Stated task -> Write the records out again, precisely as they stand.

Raw records ->
::::
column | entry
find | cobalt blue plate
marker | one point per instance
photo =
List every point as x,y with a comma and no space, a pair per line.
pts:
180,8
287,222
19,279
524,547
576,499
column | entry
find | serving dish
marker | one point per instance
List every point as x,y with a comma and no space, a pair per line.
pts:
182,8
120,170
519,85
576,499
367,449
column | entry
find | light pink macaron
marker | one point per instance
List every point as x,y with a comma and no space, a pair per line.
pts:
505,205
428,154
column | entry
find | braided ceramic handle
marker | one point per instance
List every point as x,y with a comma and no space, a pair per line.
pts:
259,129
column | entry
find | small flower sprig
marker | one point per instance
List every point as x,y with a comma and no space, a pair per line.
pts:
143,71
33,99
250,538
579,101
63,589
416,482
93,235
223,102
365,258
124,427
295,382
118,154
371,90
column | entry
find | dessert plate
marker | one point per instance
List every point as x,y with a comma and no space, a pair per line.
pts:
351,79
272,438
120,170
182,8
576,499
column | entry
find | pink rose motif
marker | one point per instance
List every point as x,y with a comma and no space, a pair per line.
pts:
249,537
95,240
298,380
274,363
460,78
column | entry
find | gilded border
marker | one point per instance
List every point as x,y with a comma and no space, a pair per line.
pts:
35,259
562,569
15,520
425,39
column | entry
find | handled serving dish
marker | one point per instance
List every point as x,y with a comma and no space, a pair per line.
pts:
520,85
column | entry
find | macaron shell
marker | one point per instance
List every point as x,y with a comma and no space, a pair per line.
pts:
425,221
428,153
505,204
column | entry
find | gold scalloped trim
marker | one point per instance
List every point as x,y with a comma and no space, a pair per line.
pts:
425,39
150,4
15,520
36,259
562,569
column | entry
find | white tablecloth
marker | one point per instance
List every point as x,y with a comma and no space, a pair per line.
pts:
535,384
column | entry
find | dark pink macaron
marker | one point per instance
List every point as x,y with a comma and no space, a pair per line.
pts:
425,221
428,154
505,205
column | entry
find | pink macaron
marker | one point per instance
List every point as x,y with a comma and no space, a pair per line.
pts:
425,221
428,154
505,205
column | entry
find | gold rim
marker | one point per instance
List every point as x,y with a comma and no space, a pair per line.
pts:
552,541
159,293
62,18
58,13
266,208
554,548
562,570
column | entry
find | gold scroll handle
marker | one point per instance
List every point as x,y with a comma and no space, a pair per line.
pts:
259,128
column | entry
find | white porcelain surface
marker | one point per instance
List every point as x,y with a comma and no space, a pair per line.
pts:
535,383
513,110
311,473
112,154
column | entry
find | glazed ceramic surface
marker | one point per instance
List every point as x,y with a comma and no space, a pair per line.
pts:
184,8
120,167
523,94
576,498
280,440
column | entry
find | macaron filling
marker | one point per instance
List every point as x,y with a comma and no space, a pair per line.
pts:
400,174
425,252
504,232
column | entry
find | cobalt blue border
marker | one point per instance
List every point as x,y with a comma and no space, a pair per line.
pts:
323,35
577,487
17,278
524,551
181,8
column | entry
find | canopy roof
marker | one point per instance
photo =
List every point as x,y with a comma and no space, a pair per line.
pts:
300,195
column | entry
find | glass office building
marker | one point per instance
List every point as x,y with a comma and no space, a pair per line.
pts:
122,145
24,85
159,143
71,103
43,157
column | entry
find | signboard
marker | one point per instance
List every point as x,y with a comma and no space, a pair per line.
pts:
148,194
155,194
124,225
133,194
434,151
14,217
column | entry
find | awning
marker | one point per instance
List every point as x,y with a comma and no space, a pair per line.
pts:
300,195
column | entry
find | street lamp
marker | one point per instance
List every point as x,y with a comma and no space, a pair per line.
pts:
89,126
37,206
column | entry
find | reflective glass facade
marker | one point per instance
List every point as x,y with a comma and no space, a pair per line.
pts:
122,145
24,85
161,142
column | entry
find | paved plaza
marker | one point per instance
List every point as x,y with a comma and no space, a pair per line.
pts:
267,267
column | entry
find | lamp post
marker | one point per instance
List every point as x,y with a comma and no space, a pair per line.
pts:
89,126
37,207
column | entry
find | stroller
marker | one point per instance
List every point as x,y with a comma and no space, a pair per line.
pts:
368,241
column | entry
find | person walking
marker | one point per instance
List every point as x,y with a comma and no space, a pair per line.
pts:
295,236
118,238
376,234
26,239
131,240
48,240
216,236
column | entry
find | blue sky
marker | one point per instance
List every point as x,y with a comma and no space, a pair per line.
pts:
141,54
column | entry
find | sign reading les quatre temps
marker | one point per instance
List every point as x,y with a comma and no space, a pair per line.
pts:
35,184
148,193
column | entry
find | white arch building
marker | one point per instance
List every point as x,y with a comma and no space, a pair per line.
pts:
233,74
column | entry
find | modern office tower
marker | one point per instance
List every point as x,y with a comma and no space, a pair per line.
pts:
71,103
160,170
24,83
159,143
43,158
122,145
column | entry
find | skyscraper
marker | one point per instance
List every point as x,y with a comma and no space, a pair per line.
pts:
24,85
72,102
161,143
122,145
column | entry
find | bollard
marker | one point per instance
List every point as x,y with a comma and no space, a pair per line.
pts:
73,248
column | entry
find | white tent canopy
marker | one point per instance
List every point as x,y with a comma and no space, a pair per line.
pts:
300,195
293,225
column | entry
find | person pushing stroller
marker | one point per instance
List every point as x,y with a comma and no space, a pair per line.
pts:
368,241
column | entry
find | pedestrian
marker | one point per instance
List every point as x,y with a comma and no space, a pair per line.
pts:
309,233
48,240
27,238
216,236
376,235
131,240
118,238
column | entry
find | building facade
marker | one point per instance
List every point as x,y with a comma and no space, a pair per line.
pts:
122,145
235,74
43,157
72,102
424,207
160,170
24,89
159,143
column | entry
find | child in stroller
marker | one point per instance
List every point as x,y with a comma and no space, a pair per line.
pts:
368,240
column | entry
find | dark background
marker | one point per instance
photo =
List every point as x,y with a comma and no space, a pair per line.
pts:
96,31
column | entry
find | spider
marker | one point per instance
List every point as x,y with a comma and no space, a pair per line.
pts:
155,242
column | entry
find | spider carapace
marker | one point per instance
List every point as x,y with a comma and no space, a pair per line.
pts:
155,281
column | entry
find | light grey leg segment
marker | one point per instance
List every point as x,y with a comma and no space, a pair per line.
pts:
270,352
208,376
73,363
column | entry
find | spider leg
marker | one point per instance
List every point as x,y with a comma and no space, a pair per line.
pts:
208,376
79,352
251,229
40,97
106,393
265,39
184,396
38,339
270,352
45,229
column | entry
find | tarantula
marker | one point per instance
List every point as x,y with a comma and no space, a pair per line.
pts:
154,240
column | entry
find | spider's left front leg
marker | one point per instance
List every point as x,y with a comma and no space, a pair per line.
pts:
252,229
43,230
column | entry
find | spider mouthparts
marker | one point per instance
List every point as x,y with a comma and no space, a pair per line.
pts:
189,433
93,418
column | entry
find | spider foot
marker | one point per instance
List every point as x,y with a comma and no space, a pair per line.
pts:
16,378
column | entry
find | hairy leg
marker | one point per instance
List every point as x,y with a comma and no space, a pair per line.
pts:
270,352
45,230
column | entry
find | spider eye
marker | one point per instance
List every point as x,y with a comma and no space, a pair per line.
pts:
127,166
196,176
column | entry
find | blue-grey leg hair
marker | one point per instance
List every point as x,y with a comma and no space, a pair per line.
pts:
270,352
::::
The result ->
column | entry
find | cobalt blue plate
marker | one point per instance
photo =
List every point as x,y with a comma and no space, a pair per line.
pts:
180,8
287,222
19,279
524,547
576,499
column | entry
find | serving dish
marker | one point per instance
List every point as x,y with a comma and no space, a pair per line.
pts:
182,8
120,170
519,85
576,499
367,449
column | entry
find | light pink macaron
marker | one point per instance
List every point as x,y with a comma and no space, a pair per line.
pts:
505,205
428,154
column | entry
find | braided ceramic handle
marker | one point per instance
List every point as x,y with a comma and no space, a pair per line.
pts:
259,129
column | entry
find | small flower sprig
marker | one point per instance
List every point as x,y with a comma and no space, a pair per line.
pts:
143,71
33,99
250,538
579,101
63,589
416,482
93,235
223,102
365,258
124,427
295,382
118,154
371,90
column | entry
find | dessert plate
marker | one point per instance
List every point as x,y with a comma and no space, a pair per line.
pts:
351,79
272,438
120,170
182,8
576,499
column | entry
find | pink rose motif
marker | one point per instance
List every point as x,y with a comma and no space, a pair per line.
pts:
249,537
95,240
298,380
274,363
460,78
column | entry
find | gilded border
marker | one point per instance
List every point as x,y with a comma and no space, a pair per line.
pts:
35,259
562,569
15,520
425,39
column | entry
find | handled serving dish
marker | one point per instance
List every point as x,y with a comma and no space, a pair per line.
pts:
520,85
column | entry
find | macaron shell
marker | one point per instance
List every point as x,y with a comma and no space, a pair per line.
pts:
425,221
428,153
505,204
column | entry
find | gold scalloped trim
marker | one point per instance
List every point as x,y with a comma and no space, a pair per line.
pts:
425,39
150,4
15,520
36,259
562,569
column | entry
find | white tablecloth
marker | one point per instance
List every point as x,y with a comma and no space, a pair per line.
pts:
535,384
column | entry
find | dark pink macaron
marker | one point per instance
List every point as x,y with a comma and no space, a pair per line.
pts:
425,221
428,154
505,205
column | entry
find | pink macaron
marker | one point per instance
List every point as x,y with a comma and no space, a pair per line.
pts:
425,221
428,154
505,205
column | entry
find | gold rim
marker | one point per instance
List every point as x,y with a comma and no space, a pair per line.
pts:
552,541
159,293
62,18
58,13
266,208
554,548
562,570
column | entry
find | gold scroll handle
marker | one point per instance
List every point as x,y with a comma and no space, a pair per line.
pts:
259,128
column | entry
find | white porcelain surface
marker | one point per instance
List every point as x,y with a comma and no space, a pair per line.
pts:
535,383
513,110
311,473
112,154
column | entry
find | glazed ceramic surface
marker | one point per instance
List every point as x,y with a comma and no space, a pair per line.
pts:
184,8
120,167
523,94
576,498
280,440
column | entry
find | macaron filling
marker | one point per instance
List every point as x,y with a comma and no space, a pair per line.
pts:
400,174
425,252
504,232
column | entry
find | cobalt blue border
marker | one point per instance
List every point as x,y with a comma and no space, a pair per line.
pts:
323,35
577,487
17,278
524,551
181,8
column | entry
find | canopy roof
marker | one point per instance
photo =
List every point as x,y with a comma and no space, a pair per line.
pts:
300,195
column | entry
find | glass office building
marker | one point per instance
List every point as x,y with a comma and no space, a pair per line.
pts:
122,145
24,85
159,143
71,103
43,157
column | entry
find | signboard
marker | one point per instance
List every point as x,y with a comma and no space, a pair per line.
pts:
148,194
155,194
124,225
133,194
434,151
14,217
column | entry
find | awning
marker | one point per instance
List every point as x,y with a comma and no space, a pair per line.
pts:
300,195
column | entry
find | street lamp
marker | one point per instance
List every point as x,y with a comma and no space, a pair per line.
pts:
89,126
37,206
column | entry
find | reflective glass facade
marker | one point per instance
List every point as x,y with a comma and no space, a pair per line.
pts:
122,145
24,85
161,142
column | entry
find | paved plaza
marker | one point per instance
List every point as x,y with a comma and no space, a pair per line.
pts:
267,267
column | entry
find | lamp post
marker | one point per instance
List every point as x,y with a comma and no space, a pair per line.
pts:
89,126
37,207
column | entry
find | stroller
marker | one point per instance
List every point as x,y with a comma and no space, a pair per line.
pts:
368,241
column | entry
find | person walking
marker | one point per instance
List every point as x,y with a comma and no space, a pair per line.
pts:
295,236
118,238
376,234
26,239
131,240
48,240
216,236
column | entry
find | blue sky
marker | one point per instance
List every point as x,y with a comma and no space, a pair per line.
pts:
141,54
column | entry
find | sign reading les quatre temps
marker | one point per instance
List every point as x,y with a comma and no space, a pair per line.
pts:
35,184
148,193
column | entry
find | white arch building
marker | one point per instance
List every point as x,y with a comma and no space, a pair per line.
pts:
233,74
column | entry
find | modern office tower
marker | one point per instance
List every point as x,y with a comma and no space, a pair per line.
pts:
71,103
160,170
24,83
159,143
43,158
122,145
column | entry
find | skyscraper
marker | one point per instance
List every point as x,y with a comma and no space, a pair per line.
pts:
24,85
72,102
161,143
122,145
column | entry
find | bollard
marker | one point per instance
List every point as x,y with a comma and no space, a pair per line.
pts:
73,248
column | entry
find | white tent canopy
marker | one point per instance
List every point as x,y with a comma and no space, a pair per line.
pts:
300,195
293,225
column | entry
find | person pushing stroller
marker | one point per instance
List every point as x,y with a comma and no space, a pair per line.
pts:
368,241
column | entry
find | pedestrian
marker | one point per instance
List every point as x,y with a comma and no space, a pair per line.
pts:
309,233
48,240
27,238
216,236
376,235
131,240
118,238
column | entry
find | building facade
marker | one point per instance
List every point as x,y with a comma and no space, a pair per line.
pts:
122,145
235,74
43,157
72,102
424,207
160,170
24,89
159,143
column | entry
find | child in stroller
marker | one point per instance
List every point as x,y with a comma and no space, a pair per line.
pts:
368,240
column | entry
find | dark background
marker | one point per instance
photo =
List every point as x,y with a comma and no space, a pair per line.
pts:
96,31
column | entry
find | spider
marker | one point per instance
List every point as x,y with a comma and no space, a pair per line.
pts:
155,242
column | entry
find | spider carapace
marker | one point per instance
List every point as x,y with a comma and no space, a pair per line.
pts:
155,281
column | entry
find | light grey leg segment
marker | one point per instance
List every point as x,y with a comma and no space, a pair per line.
pts:
270,352
208,376
73,363
column | entry
find | spider leg
marker | one point per instance
List every point as x,y with a comma and no space, a pair per line.
pts:
208,376
79,352
251,229
40,97
106,393
265,39
184,396
38,339
270,352
45,229
column | entry
find | tarantula
marker | one point per instance
List every point as x,y with a comma and no space, a pair per line.
pts:
154,240
column | entry
find | spider's left front leg
marker | one point per instance
List every point as x,y with a comma and no space, a pair per line.
pts:
252,229
43,230
column | entry
find | spider mouthparts
marker | one point per instance
List every point as x,y with a comma and no space, a pair per line.
pts:
189,433
93,418
column | entry
find | spider foot
marker | one point per instance
List every point as x,y with a comma and no space, a pair per line.
pts:
16,378
column | entry
find | hairy leg
marker | one point per instance
List every point as x,y with a comma and no space, a pair per line.
pts:
270,352
45,230
column | entry
find | spider eye
marker | one point per instance
List every point as x,y with a comma and no space, a pair per line.
pts:
127,166
196,176
column | entry
find | blue-grey leg hair
marker | one point per instance
List every point as x,y with a comma and no space, a pair per line.
pts:
270,352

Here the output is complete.